┌──
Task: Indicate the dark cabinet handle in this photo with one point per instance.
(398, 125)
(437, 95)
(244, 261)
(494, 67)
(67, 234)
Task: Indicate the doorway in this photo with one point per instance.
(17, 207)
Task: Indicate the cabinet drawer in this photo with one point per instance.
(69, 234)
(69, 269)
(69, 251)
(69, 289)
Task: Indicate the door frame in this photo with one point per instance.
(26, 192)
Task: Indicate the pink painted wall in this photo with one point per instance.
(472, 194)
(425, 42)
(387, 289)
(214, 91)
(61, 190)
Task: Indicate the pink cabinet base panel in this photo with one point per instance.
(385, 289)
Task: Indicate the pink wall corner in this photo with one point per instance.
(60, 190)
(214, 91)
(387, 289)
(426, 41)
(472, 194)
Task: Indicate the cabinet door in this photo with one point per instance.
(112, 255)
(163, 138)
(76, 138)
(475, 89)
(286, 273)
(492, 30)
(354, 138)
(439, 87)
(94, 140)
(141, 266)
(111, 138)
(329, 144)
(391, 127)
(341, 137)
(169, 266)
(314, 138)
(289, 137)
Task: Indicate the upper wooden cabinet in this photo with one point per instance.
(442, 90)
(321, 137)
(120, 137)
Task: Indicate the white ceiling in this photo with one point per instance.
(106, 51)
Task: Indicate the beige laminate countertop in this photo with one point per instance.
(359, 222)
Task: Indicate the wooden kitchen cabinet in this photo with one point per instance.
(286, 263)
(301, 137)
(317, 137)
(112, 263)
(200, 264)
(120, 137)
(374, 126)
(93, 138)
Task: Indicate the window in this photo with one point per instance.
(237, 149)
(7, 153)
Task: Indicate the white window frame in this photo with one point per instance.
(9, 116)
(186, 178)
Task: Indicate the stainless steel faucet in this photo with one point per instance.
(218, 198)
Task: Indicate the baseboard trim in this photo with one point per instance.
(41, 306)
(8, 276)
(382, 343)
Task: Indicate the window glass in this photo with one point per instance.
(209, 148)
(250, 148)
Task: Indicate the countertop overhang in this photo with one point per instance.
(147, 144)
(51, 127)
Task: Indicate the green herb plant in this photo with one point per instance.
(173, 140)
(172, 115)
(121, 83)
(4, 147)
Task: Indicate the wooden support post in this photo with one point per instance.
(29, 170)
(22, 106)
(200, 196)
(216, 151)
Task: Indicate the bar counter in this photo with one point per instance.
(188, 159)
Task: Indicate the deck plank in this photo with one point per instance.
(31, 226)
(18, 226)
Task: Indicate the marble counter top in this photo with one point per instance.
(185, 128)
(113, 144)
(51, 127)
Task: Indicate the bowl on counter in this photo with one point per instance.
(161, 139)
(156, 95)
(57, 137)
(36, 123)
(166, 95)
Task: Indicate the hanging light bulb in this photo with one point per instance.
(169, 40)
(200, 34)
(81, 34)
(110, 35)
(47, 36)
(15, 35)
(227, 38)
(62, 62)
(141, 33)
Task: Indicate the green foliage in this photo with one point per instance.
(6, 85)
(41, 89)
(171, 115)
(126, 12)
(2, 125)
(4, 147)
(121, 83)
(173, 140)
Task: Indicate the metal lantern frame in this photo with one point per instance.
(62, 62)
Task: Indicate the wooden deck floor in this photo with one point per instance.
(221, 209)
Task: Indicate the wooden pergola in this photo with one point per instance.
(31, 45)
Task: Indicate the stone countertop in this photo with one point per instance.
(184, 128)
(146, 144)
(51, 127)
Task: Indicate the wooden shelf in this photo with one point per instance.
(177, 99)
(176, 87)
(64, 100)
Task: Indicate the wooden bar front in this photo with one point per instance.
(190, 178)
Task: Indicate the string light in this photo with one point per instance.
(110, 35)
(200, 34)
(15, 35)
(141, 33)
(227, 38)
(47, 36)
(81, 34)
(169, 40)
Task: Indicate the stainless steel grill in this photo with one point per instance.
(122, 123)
└──
**What to produce:**
Transcribe the full listing, word for word.

**Output for this exercise:**
Task: Indicate the dark cabinet handle in this photo with one point per instance.
(398, 125)
(437, 95)
(244, 261)
(494, 67)
(67, 234)
Task: Indicate the doorway in this photo with one point per instance.
(17, 207)
Task: Indicate the cabinet drawer in this photo with one point per instance.
(69, 234)
(69, 269)
(69, 251)
(69, 289)
Task: Indicate the door frame in this photo with one point per instance.
(26, 192)
Task: Indicate the pink painted wall in this photo with one point per instance.
(472, 194)
(425, 42)
(387, 289)
(214, 91)
(61, 190)
Task: Indicate the pink cabinet base panel in this photo with one point per instance.
(385, 289)
Task: Indicate the pink wall corner in this photo with one point per instance.
(60, 190)
(214, 91)
(387, 289)
(426, 41)
(472, 194)
Task: Indicate the cabinet door in this photo with one point per instance.
(112, 255)
(163, 138)
(76, 138)
(475, 89)
(286, 273)
(492, 30)
(354, 138)
(439, 87)
(94, 140)
(141, 266)
(111, 138)
(329, 144)
(391, 127)
(341, 137)
(169, 266)
(314, 138)
(289, 137)
Task: Indicate the upper wooden cabinet in this photo with one point per instance.
(442, 90)
(321, 137)
(120, 137)
Task: Indicate the white ceiling in this photo with one point per instance.
(106, 51)
Task: Indicate the beige laminate countertop in this photo with one point per instance.
(359, 222)
Task: Indicate the wooden kitchen cabinet in this photo with one point per instance.
(286, 263)
(301, 137)
(317, 137)
(112, 263)
(200, 264)
(120, 137)
(374, 126)
(93, 138)
Task: Indicate the window in this photo with one point per instance.
(237, 149)
(7, 153)
Task: Indicate the white window frame in this photo with one point per instance.
(9, 116)
(186, 178)
Task: Indicate the stainless steel faucet in this photo with one point per instance.
(218, 198)
Task: Indicate the baseboard trim in this photo with one point per instance.
(41, 306)
(8, 276)
(382, 343)
Task: Indicate the window glass in this photo with one point per instance.
(209, 148)
(250, 148)
Task: Indicate the countertop overhang in this photo with one point per instance.
(147, 144)
(51, 127)
Task: Indicate the green herb plant in this photo with one point per instance.
(173, 140)
(172, 115)
(121, 83)
(4, 147)
Task: Indicate the wooden support post in this photo with one point per instance.
(29, 170)
(22, 106)
(200, 196)
(216, 151)
Task: Indicate the bar counter in this photo with one point per instance.
(188, 159)
Task: Indicate the deck plank in this photo with one point per instance.
(31, 226)
(18, 226)
Task: Indicate the marble counter top in this photo with one point per instance.
(185, 128)
(113, 144)
(51, 127)
Task: Indicate the bowl on counter in this photo with one point per instance.
(161, 139)
(156, 95)
(57, 137)
(36, 123)
(166, 95)
Task: Indicate the hanging light bulb in this photo with one point per instance.
(169, 40)
(200, 34)
(81, 34)
(110, 35)
(47, 36)
(15, 35)
(227, 38)
(62, 62)
(141, 33)
Task: Indicate the green foliage in this photo with one point per instance.
(6, 85)
(41, 89)
(171, 115)
(126, 12)
(2, 125)
(4, 147)
(121, 83)
(173, 140)
Task: Indicate the metal lantern frame in this photo with one point per instance.
(62, 62)
Task: Indicate the wooden deck floor in this photo with one point per instance.
(221, 209)
Task: Indicate the wooden pergola in this photo with one point per instance.
(31, 45)
Task: Indicate the stone countertop in this photo with one point per instance.
(184, 128)
(146, 144)
(51, 127)
Task: Indicate the wooden shelf in this photo with one point per instance.
(177, 99)
(176, 87)
(64, 100)
Task: Indicate the wooden bar front in this photo with one point per instance.
(190, 178)
Task: Indicate the string light in this photo with one point per instance.
(110, 35)
(200, 34)
(15, 35)
(141, 33)
(227, 38)
(47, 36)
(81, 34)
(169, 40)
Task: Indicate the stainless steel grill in this photo with one point per instance.
(122, 123)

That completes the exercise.